BEGIN Text provided

Chehalis CC – Unknown course 100 years old


“Vernon Macan’s best nine hole design”

‘Formed in 1922 Chehalis would celebrate their centennial in 2022”

Vernon Macan GA (Golf Architect)

Macan’s friends in Seattle and Victoria thought he had flipped when he announced in July 1922 that he was quitting his secure government job in the Lands and Forest Department to become a GA (golf architect). People in the northwest had never heard of this profession. In Britain the term was more common. Bernard Darwin, the London Times golf correspondent used the term to describe the new golf course designers such as Allison, Colt, Low, and Mackenzie as early as 1905. “Mac has burned his bridges is now in the profession of golf links architecture for keeps – full time.” Prior to this day Mac dabbled in his favourite pastime.  He began his career designing Colwood and Qualicum in 1913. After the War he became serious about the profession he had studied in Ireland before his arrival in 1912.  His projects included eighteen hole designs at Inglewood and Manito, installed new greens at Seattle and Waverley.

Following his announcement, Mac’s mailbox began to fill with requests to design golf courses based on his new innovative principles for golf architecture.  Macan’s decision proved to be an example of being in the right place at the right time. Golf began to boom on the Pacific Coast starting around the time he made the historical announcement. Through the roaring twenties, Mac became “the busiest golf architect on the Pacific Coast”. In typical Macan fashion, he probably turned down as many projects as he actually undertook. “If I cannot build a first class golf course on the property you have provided to me, I am not interested in developing a golf course for you.” Similarly, “I am a golf architect. I design a first class golf course according to my fixed set of principles. I do not construct golf courses. I spend more time than others supervising the construction process to ensure my design is followed.” Because of Macan’s refusal to supervise the actual construction of the course he passed on many projects. Francis James, who arrived in the northwest as Macan’s construction foreman for Fircrest, saw an opportunity for himself. James constructed most of Macan’s rejected proposals for a set price. Many owners wanted the security of knowing exactly what the golf course project would cost before construction commenced. Before WW2 Macan basically focused on high class 18 hole projects such as Royal Colwood, Gorge Vale, Marine Drive, Alderwood, Columbia, Fircrest, Manito, Inglewood, and California. In 1922 he constructed the nine hole Chehalis Golf Course. When asked to develop small projects after 1922, he referred to his Chehalis project “as my finest example of my handiwork on a nine hole project.”

END Text provided

▸ Exercise instructions:
1. According to the text on Vernon Macan, which government department did he leave in July 1922 to become a golf architect?
2. Set down the passage from the Vernon Macan text verbatim, starting at "Chehalis CC –" and ending at "Macan GA (Golf Architect)".
3. Resume the account of Vernon Macan's golf architecture career from the point at which the text stops.
The listing that follows is separate material with no connection to the text on Vernon Macan.

BEGIN Data lines

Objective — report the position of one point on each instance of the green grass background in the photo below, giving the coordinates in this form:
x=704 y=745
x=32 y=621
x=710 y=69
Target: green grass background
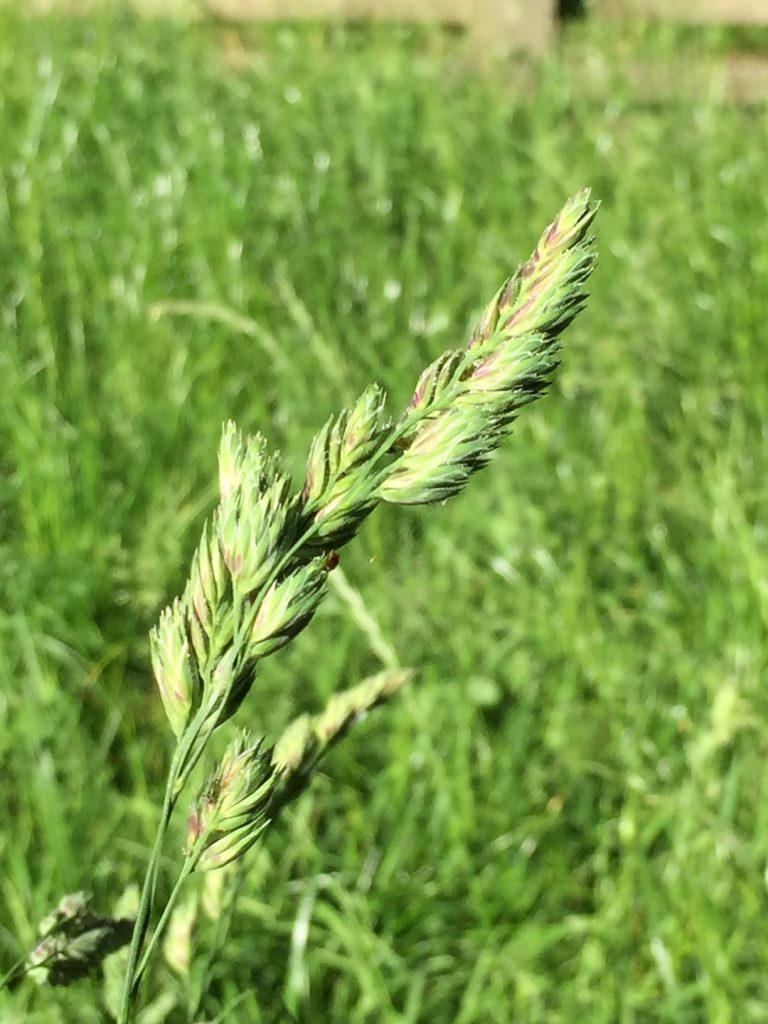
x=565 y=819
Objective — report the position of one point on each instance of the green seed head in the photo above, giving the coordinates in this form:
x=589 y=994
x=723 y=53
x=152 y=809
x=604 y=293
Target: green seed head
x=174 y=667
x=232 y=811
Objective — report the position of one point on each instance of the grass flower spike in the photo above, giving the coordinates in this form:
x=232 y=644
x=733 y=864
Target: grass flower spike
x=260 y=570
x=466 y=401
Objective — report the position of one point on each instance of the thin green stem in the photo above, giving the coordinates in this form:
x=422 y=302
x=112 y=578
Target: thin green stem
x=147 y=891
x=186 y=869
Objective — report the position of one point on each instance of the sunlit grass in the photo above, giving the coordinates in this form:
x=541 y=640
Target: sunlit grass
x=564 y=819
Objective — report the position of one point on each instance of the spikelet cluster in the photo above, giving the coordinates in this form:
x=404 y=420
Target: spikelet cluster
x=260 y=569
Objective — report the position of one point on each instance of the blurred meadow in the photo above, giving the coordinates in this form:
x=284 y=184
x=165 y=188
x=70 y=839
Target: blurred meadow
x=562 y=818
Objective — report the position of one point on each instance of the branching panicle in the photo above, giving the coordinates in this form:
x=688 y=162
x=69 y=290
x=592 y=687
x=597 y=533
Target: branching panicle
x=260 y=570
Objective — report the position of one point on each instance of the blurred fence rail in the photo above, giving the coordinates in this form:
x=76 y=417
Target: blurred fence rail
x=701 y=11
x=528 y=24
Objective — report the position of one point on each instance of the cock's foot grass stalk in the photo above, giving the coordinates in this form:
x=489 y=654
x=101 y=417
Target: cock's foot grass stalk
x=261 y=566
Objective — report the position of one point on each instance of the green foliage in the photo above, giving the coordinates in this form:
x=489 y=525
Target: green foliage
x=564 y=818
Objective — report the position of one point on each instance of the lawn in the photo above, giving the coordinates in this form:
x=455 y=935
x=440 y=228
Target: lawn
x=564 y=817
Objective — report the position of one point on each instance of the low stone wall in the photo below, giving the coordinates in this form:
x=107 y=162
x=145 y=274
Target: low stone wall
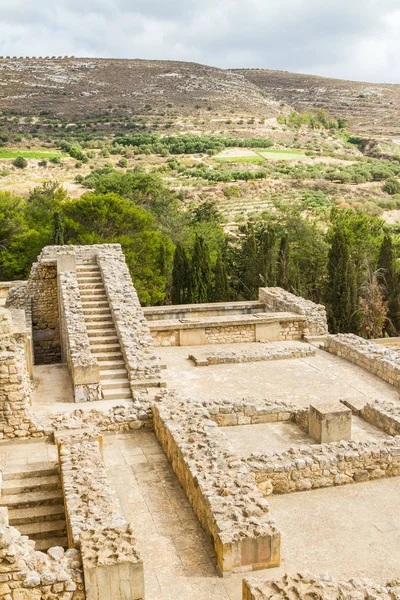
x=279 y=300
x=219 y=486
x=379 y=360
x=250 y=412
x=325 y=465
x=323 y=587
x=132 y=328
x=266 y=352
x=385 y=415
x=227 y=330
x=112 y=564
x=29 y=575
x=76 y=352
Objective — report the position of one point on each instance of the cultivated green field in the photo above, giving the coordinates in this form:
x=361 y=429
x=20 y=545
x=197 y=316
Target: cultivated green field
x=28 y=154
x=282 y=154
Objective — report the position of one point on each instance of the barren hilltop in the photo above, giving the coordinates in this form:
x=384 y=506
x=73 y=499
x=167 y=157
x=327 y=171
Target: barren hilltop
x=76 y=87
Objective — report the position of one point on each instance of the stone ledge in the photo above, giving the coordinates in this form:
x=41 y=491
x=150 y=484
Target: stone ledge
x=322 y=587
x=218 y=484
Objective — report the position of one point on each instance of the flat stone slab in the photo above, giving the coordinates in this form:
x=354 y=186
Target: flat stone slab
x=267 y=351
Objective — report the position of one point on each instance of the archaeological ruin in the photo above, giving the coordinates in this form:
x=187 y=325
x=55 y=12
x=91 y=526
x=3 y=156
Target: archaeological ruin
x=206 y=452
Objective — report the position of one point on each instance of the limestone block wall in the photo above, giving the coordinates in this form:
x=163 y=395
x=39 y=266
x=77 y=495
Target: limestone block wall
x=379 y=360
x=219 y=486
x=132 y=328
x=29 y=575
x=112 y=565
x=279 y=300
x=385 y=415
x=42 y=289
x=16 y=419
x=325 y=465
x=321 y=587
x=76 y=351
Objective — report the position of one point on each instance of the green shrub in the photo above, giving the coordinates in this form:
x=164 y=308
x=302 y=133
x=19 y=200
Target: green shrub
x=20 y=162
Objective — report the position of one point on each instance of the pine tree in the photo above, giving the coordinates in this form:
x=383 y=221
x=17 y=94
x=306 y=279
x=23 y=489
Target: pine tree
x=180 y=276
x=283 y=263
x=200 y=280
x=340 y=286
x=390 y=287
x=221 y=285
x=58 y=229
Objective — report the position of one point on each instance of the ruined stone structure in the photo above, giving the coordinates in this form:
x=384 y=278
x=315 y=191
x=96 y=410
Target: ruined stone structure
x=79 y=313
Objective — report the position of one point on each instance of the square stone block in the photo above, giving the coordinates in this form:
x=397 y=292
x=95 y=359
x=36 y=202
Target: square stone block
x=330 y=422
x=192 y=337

END Data lines
BEGIN Data lines

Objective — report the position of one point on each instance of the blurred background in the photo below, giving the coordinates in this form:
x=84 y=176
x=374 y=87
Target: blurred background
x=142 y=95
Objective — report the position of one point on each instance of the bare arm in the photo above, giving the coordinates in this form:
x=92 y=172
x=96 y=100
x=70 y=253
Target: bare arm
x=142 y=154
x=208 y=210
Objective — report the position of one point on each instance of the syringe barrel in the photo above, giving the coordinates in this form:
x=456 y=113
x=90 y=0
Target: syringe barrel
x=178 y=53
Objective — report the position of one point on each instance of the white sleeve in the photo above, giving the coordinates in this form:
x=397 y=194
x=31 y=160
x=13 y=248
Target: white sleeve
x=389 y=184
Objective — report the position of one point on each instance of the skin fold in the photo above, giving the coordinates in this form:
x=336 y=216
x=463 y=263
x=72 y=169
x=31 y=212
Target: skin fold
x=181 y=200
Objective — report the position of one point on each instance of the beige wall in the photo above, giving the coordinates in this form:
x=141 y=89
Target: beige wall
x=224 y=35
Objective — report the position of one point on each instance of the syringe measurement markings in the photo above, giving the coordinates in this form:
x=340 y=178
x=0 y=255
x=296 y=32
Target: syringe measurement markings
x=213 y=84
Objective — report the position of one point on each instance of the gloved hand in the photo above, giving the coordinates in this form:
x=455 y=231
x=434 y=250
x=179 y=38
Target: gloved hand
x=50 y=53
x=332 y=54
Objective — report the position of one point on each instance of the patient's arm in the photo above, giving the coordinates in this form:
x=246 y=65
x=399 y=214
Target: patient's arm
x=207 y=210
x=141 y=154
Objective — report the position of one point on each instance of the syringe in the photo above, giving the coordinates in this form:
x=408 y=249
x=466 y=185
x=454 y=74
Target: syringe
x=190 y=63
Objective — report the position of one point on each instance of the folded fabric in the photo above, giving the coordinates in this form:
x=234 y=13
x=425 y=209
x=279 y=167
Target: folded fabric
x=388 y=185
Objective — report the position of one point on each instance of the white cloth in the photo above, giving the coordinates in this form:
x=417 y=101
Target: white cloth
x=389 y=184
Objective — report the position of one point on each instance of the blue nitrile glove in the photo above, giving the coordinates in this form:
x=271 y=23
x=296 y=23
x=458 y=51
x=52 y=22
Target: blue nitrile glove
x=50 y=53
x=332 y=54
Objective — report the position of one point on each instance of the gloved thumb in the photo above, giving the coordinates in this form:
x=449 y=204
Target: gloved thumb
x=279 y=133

END Data lines
BEGIN Data lines

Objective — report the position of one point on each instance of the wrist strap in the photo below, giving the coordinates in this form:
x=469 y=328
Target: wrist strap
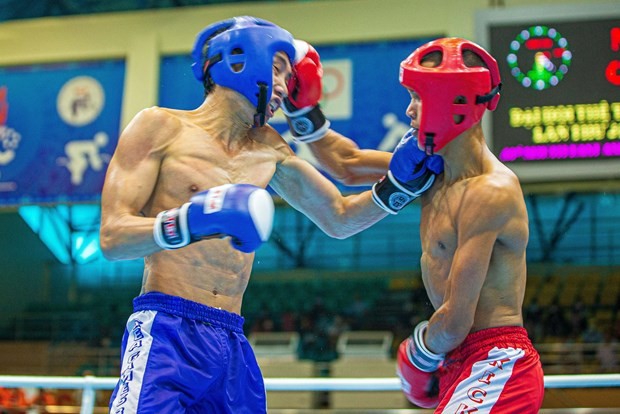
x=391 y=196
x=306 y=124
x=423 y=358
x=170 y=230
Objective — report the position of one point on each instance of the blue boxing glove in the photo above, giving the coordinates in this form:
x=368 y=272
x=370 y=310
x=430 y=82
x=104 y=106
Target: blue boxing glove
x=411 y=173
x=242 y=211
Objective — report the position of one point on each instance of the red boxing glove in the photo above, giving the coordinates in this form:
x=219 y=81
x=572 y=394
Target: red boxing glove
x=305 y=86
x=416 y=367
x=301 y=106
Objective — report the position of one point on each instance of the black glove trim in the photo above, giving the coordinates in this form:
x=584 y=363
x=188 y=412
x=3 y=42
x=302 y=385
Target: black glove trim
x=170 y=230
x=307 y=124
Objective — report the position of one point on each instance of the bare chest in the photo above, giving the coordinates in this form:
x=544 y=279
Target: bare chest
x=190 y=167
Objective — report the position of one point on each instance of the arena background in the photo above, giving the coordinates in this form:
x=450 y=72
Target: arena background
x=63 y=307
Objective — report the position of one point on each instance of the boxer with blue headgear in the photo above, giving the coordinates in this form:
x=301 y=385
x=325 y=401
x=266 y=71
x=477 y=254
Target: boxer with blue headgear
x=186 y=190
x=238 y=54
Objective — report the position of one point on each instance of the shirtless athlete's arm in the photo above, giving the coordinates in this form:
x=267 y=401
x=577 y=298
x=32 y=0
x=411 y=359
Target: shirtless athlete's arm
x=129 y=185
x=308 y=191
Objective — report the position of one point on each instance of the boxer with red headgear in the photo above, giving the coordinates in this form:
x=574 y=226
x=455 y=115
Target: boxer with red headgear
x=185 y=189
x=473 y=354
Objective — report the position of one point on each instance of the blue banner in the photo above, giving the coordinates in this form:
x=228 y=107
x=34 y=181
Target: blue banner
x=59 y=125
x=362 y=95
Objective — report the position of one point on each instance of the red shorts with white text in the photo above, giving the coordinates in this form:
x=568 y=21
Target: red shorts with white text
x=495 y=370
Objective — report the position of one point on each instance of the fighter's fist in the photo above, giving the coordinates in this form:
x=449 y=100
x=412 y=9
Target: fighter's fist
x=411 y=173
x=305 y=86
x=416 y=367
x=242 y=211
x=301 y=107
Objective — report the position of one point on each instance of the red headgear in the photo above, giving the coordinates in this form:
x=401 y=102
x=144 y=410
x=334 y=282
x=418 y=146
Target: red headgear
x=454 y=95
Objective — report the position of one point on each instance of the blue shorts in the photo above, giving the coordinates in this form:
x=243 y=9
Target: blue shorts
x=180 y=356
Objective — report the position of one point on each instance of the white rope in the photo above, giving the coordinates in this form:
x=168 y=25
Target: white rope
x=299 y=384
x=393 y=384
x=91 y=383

END Data lines

▸ Answers provided:
1. The Lands and Forest Department.

2.
Chehalis CC – Unknown course 100 years old


“Vernon Macan’s best nine hole design”

‘Formed in 1922 Chehalis would celebrate their centennial in 2022”

Vernon Macan GA (Golf Architect)

3.
For beauty Chehalis was second to none. Located ten miles east of the centre of Chehalis on the Jackson Highway (Pacific Coast highway, the old #99). Macan shaped eighty acres of the Lucas farm into a spectacular challenging golf course. “ The course is rolling and without hills and while all greens are well trapped at first glance the course looks extremely simple, and first timers have visions of low scores whatever their handicaps. There is something deceptive about it! The fairways are wide, the rough is fair, and the greens are large and as good as the best private clubs in Seattle and Portland. Somehow the low cards are hard to get on the Chehalis layout regardless of the player’s golfing ability. Just try it.”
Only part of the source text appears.